> _Given information_:

* Begin *

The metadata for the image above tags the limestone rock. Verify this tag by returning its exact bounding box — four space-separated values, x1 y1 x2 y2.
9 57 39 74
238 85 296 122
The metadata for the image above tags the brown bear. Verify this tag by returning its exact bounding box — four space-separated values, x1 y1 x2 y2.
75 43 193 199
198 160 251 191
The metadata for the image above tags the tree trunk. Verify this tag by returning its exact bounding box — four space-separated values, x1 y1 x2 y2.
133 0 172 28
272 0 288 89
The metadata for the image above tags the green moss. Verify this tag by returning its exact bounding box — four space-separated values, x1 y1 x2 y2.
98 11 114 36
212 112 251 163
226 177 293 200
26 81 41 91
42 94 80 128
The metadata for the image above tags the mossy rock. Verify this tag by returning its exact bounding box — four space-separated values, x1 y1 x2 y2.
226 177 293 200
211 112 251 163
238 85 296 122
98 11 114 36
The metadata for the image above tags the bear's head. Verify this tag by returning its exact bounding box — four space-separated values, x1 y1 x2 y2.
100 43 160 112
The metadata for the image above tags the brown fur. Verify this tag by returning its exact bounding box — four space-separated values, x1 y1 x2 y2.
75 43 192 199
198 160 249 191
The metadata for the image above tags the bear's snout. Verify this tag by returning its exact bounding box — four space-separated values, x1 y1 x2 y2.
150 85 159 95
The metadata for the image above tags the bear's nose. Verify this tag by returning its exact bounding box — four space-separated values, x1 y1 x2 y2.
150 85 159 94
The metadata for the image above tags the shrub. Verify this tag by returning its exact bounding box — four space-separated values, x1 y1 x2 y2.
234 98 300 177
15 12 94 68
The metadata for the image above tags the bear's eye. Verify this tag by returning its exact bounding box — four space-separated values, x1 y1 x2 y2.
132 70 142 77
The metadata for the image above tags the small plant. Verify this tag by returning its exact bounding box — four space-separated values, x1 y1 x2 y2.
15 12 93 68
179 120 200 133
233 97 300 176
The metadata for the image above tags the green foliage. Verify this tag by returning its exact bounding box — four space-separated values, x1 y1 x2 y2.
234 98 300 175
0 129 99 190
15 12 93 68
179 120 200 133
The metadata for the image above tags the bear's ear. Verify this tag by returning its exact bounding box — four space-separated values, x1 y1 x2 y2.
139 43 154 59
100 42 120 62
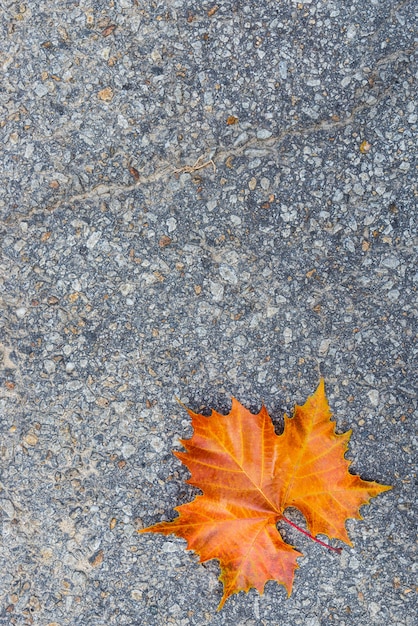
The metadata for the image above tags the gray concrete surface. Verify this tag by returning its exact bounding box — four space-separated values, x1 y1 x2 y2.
0 0 418 626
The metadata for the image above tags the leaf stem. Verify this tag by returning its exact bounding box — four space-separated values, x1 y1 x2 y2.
282 515 342 554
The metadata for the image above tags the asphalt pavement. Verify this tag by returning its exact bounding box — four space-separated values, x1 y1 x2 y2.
0 0 418 626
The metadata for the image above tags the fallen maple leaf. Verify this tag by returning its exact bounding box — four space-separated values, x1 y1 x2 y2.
139 380 391 610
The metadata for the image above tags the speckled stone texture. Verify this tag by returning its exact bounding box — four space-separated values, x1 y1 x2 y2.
0 0 418 626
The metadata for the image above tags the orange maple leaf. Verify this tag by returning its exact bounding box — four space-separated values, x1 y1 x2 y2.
139 380 391 610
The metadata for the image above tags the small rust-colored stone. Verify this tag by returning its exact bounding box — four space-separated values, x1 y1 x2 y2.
158 235 172 248
102 24 116 37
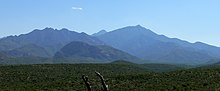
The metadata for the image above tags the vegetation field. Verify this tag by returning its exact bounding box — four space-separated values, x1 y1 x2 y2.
0 62 220 91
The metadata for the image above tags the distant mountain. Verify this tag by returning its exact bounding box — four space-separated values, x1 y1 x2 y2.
92 30 107 36
0 28 103 57
97 25 220 64
54 41 138 62
6 44 51 57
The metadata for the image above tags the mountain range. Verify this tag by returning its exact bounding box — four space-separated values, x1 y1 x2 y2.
0 25 220 64
97 25 220 64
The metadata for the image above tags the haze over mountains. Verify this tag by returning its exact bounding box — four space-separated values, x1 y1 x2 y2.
0 25 220 64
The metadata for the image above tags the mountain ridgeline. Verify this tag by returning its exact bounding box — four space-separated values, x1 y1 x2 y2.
54 41 138 61
0 25 220 64
0 28 103 57
97 25 220 64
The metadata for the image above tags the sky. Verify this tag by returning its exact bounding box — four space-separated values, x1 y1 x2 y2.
0 0 220 47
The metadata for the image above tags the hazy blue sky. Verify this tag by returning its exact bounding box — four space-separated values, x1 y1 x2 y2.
0 0 220 46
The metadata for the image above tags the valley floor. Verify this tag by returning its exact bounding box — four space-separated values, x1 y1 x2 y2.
0 63 220 91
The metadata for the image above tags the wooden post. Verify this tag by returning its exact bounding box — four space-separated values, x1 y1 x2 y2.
95 71 109 91
82 75 92 91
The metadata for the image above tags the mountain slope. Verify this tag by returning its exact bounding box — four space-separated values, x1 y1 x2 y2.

* End *

> _The problem_:
Scale the listing from the line with "The metadata for the image above tags the green foliage." to the line with "100 42 120 62", both included. Write out every line in that range again with its wording unchanged, but multiply each bounding-box coordinate in the answers by 1.9 and round to whole numbers, with halves going up.

> _Solved problem_:
The metadata for the image above tags the green foliage. Verify this tag by returning its exact bounding box — four space-separated values, x1 y1 x2 y2.
445 186 570 333
0 245 188 361
29 23 177 129
340 228 380 253
The metadata for the image above tags the bear's ear. Verify this tag by returning its exact bounding box — four space-separated values, x1 y1 x2 y2.
264 82 293 112
190 80 228 118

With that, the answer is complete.